• **PROVIDED TEXT**:
==*==

In our study, the BMI values were compared to the values of AC (IRAC) and NC (FBP) in myocardial perfusion images. Statistically significant differences were found in the subjective image reconstructed between FBC and IRAC in obese and nonobese patients (P < 0.05).

Several studies have shown that AC is beneficial in both obese and nonobese patients, and that the benefit is greater in patients with BMI.[31920]

Recent studies have shown that diagnostic accuracy of non-attenuation corrected SPECT is lower in patients with BMI >30. AC improved the specificity and diagnostic accuracy in these patients.[32021] It is also suggested that AC enhances the specificity and normalcy in nonobese patients.[3]

In our study, images reconstructed by FBP and OSEM of obese and nonobese patients of all other studies were evaluated in MPI. Statistically significant differences were found in the subjective image reconstructed between FBC and IRAC in obese and nonobese patients (P < 0.05). Thus, CT-based iterative reconstruction images were markedly improved in the diaphragmatic attenuation on inferior wall of all patients.

The iterative reconstruction methods reduce the artifactual decrease in activity caused by attenuation so that the image appearance more accurately represents the actual activity in the myocardium, leading to an improved image quality. Iterative reconstruction methods provide more quantitative imaging information and incorporate the effects of noise, counting statistics, missing data, and attenuation.

Masood et al. demonstrated that CT-based AC of SPECT using a dual-head SPECT/CT device improved the overall diagnostic accuracy of MPI and is therefore well-suited for routine clinical use.[22] In a multicenter trial, Johansen et al.[23] have shown that AC resulted in a significant diagnostic alteration in approximately 10% of the patients, leading to a change in reading from abnormal to normal predominantly because of the modifications in the interpretation of the right coronary artery territory.

==*==

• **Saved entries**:

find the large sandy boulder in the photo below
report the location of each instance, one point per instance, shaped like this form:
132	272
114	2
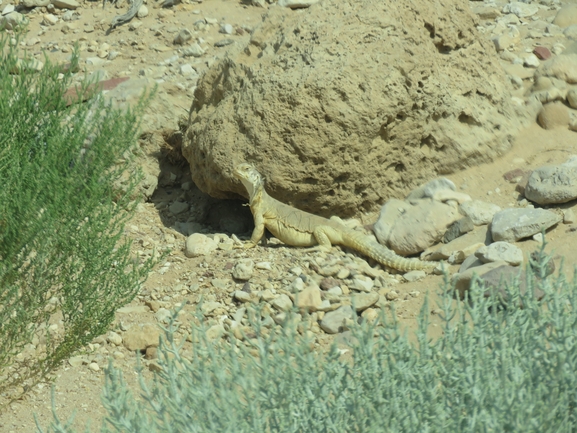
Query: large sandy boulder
348	103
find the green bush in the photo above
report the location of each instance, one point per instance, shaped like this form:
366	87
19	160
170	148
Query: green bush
496	368
62	253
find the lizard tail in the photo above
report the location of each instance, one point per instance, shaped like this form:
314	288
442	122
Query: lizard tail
387	257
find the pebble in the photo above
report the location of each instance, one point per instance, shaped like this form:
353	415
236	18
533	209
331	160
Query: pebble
139	337
553	115
184	35
480	212
243	269
226	29
282	303
193	50
309	299
198	244
500	251
510	225
339	320
362	301
553	184
66	4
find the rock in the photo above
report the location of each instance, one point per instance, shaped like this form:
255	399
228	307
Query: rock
199	245
35	3
223	43
531	61
566	16
463	280
215	332
114	338
309	299
563	67
12	20
139	337
239	111
428	189
178	207
362	283
193	50
187	70
282	303
494	280
553	115
163	315
500	251
183	36
227	29
572	98
522	10
480	212
542	53
142	12
296	4
243	269
339	320
66	4
510	225
553	184
362	301
414	276
409	229
457	229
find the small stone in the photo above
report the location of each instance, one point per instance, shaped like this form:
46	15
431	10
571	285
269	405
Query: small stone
66	4
553	115
226	29
392	295
163	315
542	53
282	303
241	296
114	338
309	299
568	216
339	320
362	301
184	35
193	50
178	207
142	12
413	276
572	98
187	70
198	244
223	42
510	225
553	184
480	212
139	337
243	269
94	366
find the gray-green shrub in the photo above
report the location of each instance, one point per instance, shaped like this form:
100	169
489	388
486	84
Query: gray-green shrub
496	368
62	251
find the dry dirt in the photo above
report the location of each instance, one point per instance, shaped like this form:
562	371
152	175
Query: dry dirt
78	389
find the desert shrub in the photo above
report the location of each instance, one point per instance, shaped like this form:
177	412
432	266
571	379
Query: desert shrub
497	367
64	265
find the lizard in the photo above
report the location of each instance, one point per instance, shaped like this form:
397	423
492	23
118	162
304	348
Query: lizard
298	228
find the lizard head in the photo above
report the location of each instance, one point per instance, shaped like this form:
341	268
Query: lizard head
250	178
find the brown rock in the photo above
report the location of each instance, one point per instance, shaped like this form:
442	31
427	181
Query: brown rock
140	337
542	53
359	116
553	115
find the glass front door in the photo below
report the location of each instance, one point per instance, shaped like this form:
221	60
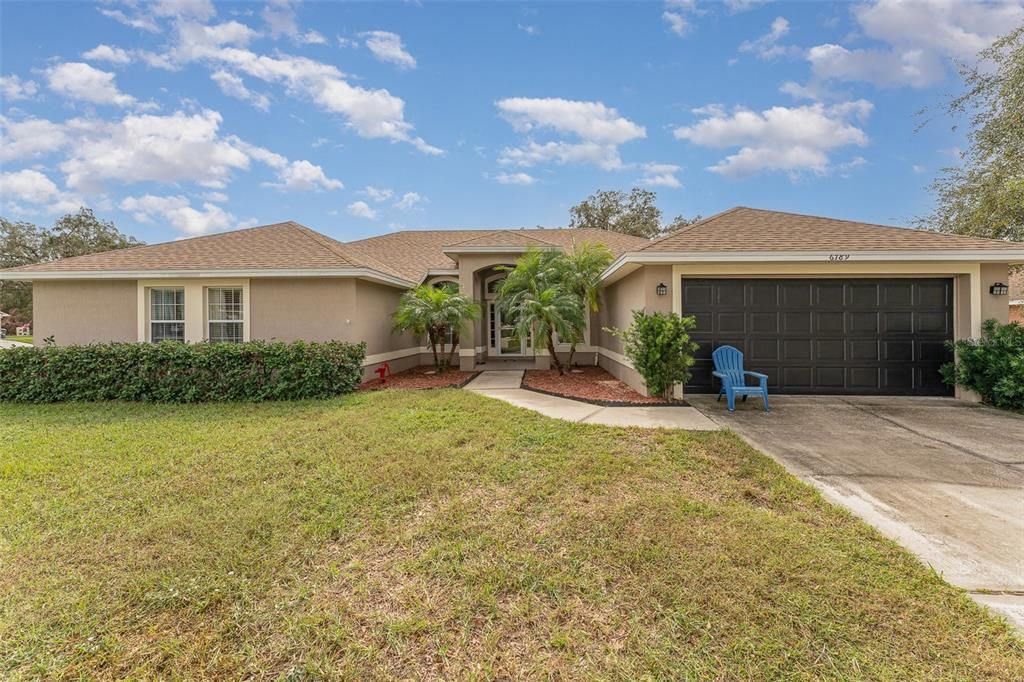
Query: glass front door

==*==

• **TASKS TO PERFORM**:
(1) Render this sentence from the passage on attenuation correction in myocardial perfusion imaging into Spanish: "Iterative reconstruction methods provide more quantitative imaging information and incorporate the effects of noise, counting statistics, missing data, and attenuation."
(2) Proceed with the passage on attenuation correction in myocardial perfusion imaging, starting after its last sentence.
The saved entries can be ignored.

• **TASK RESULTS**:
(1) Los métodos de reconstrucción iterativa proporcionan más información cuantitativa de imagen e incorporan los efectos del ruido, la estadística de conteo, los datos faltantes y la atenuación.

(2)
In MPI, iterative reconstruction reduces the false positive rate caused by scatter, depth-dependent detector responses (resolution), and attenuation from the myocardium, breast, and diaphragm.

Guibbini et al. demonstrated the effect of attenuation and scatter correction on infarct size and on residual peri-infarctional ischemia measurements using semiquantitative approaches, in comparison to NC studies. Their study showed that without AC, the scar size would be systematically overestimated.[24]

There are also suggestions that even without AC, image quality is superior when iterative reconstruction rather than FBP is used.[25]

Narayanan et al. demonstrated that iterative reconstruction provides better performance than FBP reconstruction for the overall detection of CAD and the localization of perfusion defects in the three arterial territories. AC may also provide added benefit in stress-only and in non-ECG-gated protocols because it is more challenging to differentiate a perfusion defect from attenuation by means of these protocols.[26]

Infinia Hawkeye 4 SPECT/CT camera with a low-dose CT (140 kVp and 2.5 mA) provides only AC and anatomical localization rather than complete morphological evaluation. With typical rest/stress radiation dosing using technetium being divided into 1:3 ratio, stress-only imaging reduces radiation exposure by 25%.[2728]

This study has some limitations. Its design is retrospective. The CT image quality of Infinia Hawkeye 4 SPECT/CT camera is limited, which was used for AC and anatomical correlation.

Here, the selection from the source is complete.